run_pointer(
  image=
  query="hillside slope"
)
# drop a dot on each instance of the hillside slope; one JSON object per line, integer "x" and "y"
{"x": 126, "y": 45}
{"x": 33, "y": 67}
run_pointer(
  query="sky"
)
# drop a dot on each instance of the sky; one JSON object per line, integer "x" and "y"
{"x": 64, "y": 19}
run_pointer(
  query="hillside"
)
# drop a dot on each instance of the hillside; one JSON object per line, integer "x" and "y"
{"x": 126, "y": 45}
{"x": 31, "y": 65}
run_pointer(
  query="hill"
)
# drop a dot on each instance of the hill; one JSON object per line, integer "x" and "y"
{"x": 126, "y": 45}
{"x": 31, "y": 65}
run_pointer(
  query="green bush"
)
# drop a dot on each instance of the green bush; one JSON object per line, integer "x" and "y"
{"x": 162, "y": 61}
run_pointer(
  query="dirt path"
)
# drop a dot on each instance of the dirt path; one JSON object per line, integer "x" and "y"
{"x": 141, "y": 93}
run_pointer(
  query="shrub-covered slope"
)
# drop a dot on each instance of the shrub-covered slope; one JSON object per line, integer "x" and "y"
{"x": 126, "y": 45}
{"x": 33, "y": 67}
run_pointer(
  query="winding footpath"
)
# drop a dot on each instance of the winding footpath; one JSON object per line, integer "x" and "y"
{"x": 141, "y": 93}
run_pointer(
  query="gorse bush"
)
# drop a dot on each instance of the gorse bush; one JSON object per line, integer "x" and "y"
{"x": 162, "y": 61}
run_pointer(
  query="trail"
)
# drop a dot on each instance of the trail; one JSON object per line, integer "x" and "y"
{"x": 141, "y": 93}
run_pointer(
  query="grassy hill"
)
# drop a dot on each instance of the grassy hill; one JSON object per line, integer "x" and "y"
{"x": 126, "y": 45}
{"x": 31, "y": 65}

:::

What this task involves: Copy each line above that contains the string "query".

Answer section:
  query="hillside slope"
  query="sky"
  query="hillside"
  query="hill"
  query="green bush"
  query="dirt path"
  query="shrub-covered slope"
  query="winding footpath"
  query="gorse bush"
  query="trail"
  query="grassy hill"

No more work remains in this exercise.